§ What to do
Rescale the records below by writing out every line again, requests included, with each coordinate in the answers multiplied by 0.2 and rounded to a whole number (halves round up). Omit the pictures from your answer.

Saved entries
=-=-=

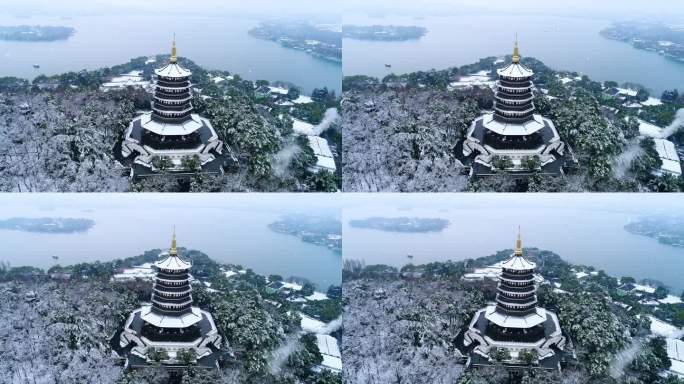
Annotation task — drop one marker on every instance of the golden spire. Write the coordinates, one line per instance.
(518, 244)
(173, 251)
(174, 59)
(516, 51)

=-=-=

§ Response for this exercise
Annotation task — drop one marker on every instance of the golden spire. Write the coordinates, one line per instance.
(104, 49)
(35, 50)
(35, 12)
(103, 10)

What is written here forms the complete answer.